§ **GIVEN EXERCISE**:
Your task is to copy every record exactly.

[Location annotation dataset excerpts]

******************************

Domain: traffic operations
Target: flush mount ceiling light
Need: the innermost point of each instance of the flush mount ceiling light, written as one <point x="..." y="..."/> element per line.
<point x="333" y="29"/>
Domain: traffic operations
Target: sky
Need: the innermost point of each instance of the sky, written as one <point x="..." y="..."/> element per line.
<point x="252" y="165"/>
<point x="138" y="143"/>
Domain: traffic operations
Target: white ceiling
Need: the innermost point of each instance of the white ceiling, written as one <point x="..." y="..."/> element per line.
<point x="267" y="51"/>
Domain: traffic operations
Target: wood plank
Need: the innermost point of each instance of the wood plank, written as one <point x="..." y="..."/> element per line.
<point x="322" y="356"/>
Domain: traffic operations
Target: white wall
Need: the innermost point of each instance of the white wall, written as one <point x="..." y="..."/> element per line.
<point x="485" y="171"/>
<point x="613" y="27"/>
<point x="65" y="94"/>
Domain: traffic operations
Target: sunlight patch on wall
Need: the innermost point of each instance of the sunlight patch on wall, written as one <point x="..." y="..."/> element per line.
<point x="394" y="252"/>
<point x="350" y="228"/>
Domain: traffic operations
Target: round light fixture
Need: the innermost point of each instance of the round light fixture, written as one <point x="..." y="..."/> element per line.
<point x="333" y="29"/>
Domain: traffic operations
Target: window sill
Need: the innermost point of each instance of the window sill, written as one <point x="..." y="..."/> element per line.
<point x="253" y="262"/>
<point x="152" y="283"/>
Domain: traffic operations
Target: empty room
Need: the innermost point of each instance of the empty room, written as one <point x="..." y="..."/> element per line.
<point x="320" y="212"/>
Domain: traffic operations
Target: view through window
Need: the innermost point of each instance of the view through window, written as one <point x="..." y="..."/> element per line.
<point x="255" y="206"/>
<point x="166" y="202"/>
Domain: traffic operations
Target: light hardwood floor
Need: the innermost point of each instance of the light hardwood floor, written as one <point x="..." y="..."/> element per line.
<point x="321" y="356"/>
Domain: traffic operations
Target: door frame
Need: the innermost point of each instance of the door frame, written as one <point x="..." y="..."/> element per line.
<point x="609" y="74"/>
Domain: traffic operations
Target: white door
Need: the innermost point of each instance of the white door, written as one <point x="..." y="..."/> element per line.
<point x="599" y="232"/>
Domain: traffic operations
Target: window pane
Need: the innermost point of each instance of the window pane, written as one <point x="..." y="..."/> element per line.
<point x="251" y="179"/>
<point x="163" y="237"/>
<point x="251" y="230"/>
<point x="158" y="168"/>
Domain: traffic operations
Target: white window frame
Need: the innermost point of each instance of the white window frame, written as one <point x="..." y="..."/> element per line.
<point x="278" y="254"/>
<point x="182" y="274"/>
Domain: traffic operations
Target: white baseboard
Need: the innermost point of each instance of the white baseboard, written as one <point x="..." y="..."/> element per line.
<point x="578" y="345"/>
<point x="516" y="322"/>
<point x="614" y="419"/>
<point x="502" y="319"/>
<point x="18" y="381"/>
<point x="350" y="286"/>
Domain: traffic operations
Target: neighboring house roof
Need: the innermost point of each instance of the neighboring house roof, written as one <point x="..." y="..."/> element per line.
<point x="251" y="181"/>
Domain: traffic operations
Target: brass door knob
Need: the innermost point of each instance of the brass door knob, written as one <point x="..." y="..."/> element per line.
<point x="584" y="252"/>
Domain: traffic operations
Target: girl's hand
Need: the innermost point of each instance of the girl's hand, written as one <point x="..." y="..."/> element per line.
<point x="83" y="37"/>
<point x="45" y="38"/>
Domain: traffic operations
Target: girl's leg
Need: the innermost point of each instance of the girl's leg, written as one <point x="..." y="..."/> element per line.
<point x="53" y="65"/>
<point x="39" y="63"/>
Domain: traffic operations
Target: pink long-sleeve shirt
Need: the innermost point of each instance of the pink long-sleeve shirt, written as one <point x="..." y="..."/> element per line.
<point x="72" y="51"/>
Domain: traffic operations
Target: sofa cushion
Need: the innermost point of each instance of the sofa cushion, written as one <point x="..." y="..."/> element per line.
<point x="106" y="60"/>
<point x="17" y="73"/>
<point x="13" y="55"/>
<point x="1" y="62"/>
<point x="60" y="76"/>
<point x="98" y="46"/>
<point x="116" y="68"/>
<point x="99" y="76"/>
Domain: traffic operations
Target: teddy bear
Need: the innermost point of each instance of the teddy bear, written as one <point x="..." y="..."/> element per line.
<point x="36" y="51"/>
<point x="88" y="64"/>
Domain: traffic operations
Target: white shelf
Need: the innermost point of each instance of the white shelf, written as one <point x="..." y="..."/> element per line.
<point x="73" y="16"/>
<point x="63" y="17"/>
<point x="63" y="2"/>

******************************

§ **COMPLETE OUTPUT**:
Domain: traffic operations
Target: flush mount ceiling light
Need: the innermost point of each instance of the flush mount ceiling light, written as one <point x="..." y="..."/> element per line.
<point x="333" y="29"/>
Domain: traffic operations
Target: sky
Need: the innermost point of each instance of the sky, written as one <point x="..." y="..."/> element per line.
<point x="252" y="165"/>
<point x="138" y="143"/>
Domain: traffic operations
Target: white ceiling
Need: the innermost point of each instance of the white ceiling, written as one <point x="..." y="..."/> element per line.
<point x="267" y="51"/>
Domain: traffic operations
Target: wood plank
Need: the innermost point of each instance of the wood plank, written as one <point x="..." y="..."/> element per line.
<point x="322" y="356"/>
Domain: traffic operations
Target: white wall
Need: the innermost point of each instance of the white wall, written as one <point x="..." y="..."/> element per line.
<point x="485" y="171"/>
<point x="613" y="27"/>
<point x="65" y="94"/>
Domain: traffic operations
Target: sunlight patch on wall
Need: the innermost point of each instance of the sunlight patch on wall, written as one <point x="..." y="..."/> element per line.
<point x="394" y="252"/>
<point x="350" y="228"/>
Domain: traffic operations
Target: round light fixture
Need: the innermost point of each instance of the round light fixture, written as one <point x="..." y="..."/> element per line.
<point x="333" y="29"/>
Domain: traffic operations
Target: window sill
Need: the innermost point of each instance of the window sill, written as one <point x="..." y="..."/> element per line.
<point x="253" y="262"/>
<point x="152" y="283"/>
Domain: traffic operations
Target: empty room
Need: the innermost point of each instance of the empty room, written as one <point x="..." y="..."/> element per line.
<point x="320" y="212"/>
Domain: traffic operations
Target: view through window
Need: the innermost point of each instance of the view through window, written as one <point x="..." y="..."/> element per line.
<point x="255" y="206"/>
<point x="166" y="202"/>
Domain: traffic operations
Target: light hardwood floor
Need: the innermost point of each instance of the light hardwood floor, written as one <point x="..." y="..."/> element per line.
<point x="321" y="356"/>
Domain: traffic operations
Target: door frame
Need: the innermost point of each instance of the door frame, written as one <point x="..." y="..."/> element per line.
<point x="609" y="74"/>
Domain: traffic operations
Target: white door
Need: the innermost point of each instance of the white door, written as one <point x="..." y="..."/> element per line.
<point x="599" y="232"/>
Domain: traffic operations
Target: window pane
Need: the innermost point of each instance of the window pane, written as one <point x="..." y="..."/> element per line.
<point x="251" y="179"/>
<point x="163" y="237"/>
<point x="251" y="230"/>
<point x="158" y="168"/>
Domain: traffic operations
Target: white window frame
Need: the innermost point of each instance of the white window frame, written as one <point x="..." y="..."/> element per line.
<point x="278" y="254"/>
<point x="182" y="274"/>
Domain: traffic operations
Target: white baseboard
Need: the innermost point of each instance of the white baseboard, written as one <point x="..." y="..."/> element per line.
<point x="578" y="345"/>
<point x="516" y="322"/>
<point x="614" y="419"/>
<point x="502" y="319"/>
<point x="18" y="381"/>
<point x="350" y="286"/>
Domain: traffic operations
Target: neighboring house roof
Need: the innermost point of each instance of the neighboring house roof, written as one <point x="..." y="..."/> element per line.
<point x="251" y="181"/>
Domain: traffic operations
Target: brass door knob
Need: the innermost point of each instance of the brass door knob, written as one <point x="..." y="..."/> element per line.
<point x="584" y="252"/>
Domain: traffic operations
Target: girl's hand
Need: the innermost point of each instance of the girl's hand, written as one <point x="..." y="..."/> element per line.
<point x="83" y="37"/>
<point x="45" y="38"/>
Domain: traffic operations
Target: girl's leg
Need: the innermost point of each instance of the girl's leg, written as one <point x="..." y="..."/> element per line.
<point x="53" y="65"/>
<point x="39" y="63"/>
Domain: traffic operations
Target: pink long-sleeve shirt
Need: the innermost point of each instance of the pink long-sleeve shirt, written as one <point x="..." y="..."/> element per line.
<point x="72" y="51"/>
Domain: traffic operations
Target: sofa cushion
Need: the innermost point of each instance of the sofa cushion, written as one <point x="..." y="..."/> element per line.
<point x="106" y="60"/>
<point x="17" y="73"/>
<point x="13" y="55"/>
<point x="1" y="62"/>
<point x="60" y="76"/>
<point x="98" y="46"/>
<point x="116" y="68"/>
<point x="99" y="76"/>
Domain: traffic operations
Target: teddy bear
Need: the innermost point of each instance of the teddy bear, written as one <point x="..." y="..."/> element per line.
<point x="36" y="51"/>
<point x="88" y="64"/>
Domain: traffic operations
Target: white shelf
Need: the innermost point of each instance of the white shelf, written as one <point x="..." y="..."/> element per line.
<point x="73" y="16"/>
<point x="63" y="17"/>
<point x="63" y="2"/>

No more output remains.